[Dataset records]
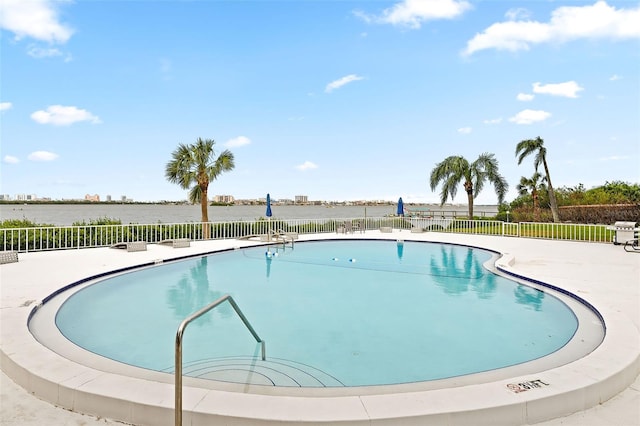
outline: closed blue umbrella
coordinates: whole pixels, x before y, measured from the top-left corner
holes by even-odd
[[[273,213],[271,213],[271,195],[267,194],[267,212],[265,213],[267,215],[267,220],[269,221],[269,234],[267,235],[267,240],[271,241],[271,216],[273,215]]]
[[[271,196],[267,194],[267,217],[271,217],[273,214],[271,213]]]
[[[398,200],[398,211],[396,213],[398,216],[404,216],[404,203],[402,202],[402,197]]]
...
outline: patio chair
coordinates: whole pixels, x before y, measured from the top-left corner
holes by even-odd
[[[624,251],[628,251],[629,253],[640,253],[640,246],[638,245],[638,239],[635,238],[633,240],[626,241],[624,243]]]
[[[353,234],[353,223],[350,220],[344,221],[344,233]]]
...
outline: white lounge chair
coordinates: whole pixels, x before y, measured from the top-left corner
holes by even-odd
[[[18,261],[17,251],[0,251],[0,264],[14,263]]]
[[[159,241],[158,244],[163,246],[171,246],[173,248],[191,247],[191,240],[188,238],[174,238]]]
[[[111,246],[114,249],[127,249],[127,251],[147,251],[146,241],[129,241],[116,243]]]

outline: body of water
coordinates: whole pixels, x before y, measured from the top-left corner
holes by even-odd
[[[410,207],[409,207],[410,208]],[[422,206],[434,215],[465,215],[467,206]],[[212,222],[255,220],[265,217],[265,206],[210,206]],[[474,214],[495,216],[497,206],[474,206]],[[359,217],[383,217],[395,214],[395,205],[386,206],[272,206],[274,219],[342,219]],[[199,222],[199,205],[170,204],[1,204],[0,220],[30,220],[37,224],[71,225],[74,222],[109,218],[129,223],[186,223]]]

▶ **REQUIRED ACTION**: For every line in the data above that holds "chair", return the line itself.

▶ **EXERCISE RESULT**:
outline: patio chair
outline: white lounge chair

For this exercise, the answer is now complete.